- Materials provided:
*** Block opens ***
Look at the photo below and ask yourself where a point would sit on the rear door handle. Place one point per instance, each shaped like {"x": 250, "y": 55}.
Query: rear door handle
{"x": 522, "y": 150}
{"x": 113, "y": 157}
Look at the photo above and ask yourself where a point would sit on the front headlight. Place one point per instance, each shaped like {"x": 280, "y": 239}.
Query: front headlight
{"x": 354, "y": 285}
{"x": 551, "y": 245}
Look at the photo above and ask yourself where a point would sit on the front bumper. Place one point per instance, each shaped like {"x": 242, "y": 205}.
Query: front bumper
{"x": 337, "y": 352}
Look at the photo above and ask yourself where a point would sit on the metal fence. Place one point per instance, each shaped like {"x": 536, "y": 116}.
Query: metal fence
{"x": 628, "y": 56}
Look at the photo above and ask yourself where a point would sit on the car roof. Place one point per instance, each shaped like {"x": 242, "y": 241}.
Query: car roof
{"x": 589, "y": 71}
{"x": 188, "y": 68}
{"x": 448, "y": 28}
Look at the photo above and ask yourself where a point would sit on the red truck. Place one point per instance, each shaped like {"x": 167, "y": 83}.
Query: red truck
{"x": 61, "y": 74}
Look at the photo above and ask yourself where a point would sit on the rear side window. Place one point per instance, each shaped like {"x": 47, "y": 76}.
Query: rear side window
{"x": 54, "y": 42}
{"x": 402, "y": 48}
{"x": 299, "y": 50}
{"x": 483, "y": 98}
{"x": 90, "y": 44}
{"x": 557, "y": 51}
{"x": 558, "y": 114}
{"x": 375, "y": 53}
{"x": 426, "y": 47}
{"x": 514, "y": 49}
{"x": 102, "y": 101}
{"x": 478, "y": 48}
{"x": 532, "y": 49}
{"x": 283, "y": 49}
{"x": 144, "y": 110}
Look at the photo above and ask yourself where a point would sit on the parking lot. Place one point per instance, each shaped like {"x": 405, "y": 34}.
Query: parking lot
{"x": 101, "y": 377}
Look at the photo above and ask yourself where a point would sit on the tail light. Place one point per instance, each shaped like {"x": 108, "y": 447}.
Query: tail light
*** Block closes ***
- What you are asked to do:
Write out exactly the lines from the one containing "the rear side" through the end of the data, both included. Add nothing else.

- Worked solution:
Look at the photo above and ask yourself where a point would sit on the rear side window. Place one point per instance, each shaped like {"x": 47, "y": 76}.
Query: rear side window
{"x": 54, "y": 42}
{"x": 402, "y": 48}
{"x": 299, "y": 50}
{"x": 483, "y": 98}
{"x": 90, "y": 44}
{"x": 557, "y": 51}
{"x": 558, "y": 114}
{"x": 375, "y": 53}
{"x": 426, "y": 47}
{"x": 514, "y": 49}
{"x": 102, "y": 101}
{"x": 478, "y": 48}
{"x": 532, "y": 49}
{"x": 283, "y": 49}
{"x": 144, "y": 110}
Look at the photo above and ask yourself where a point would sit on the parking lot. Place one point per instance, each shaped like {"x": 405, "y": 34}.
Query: parking lot
{"x": 101, "y": 377}
Look at the photo above and ask yourself where a point would sit on the tail light. Place one point per instance, each shaped like {"x": 108, "y": 447}.
Query: tail light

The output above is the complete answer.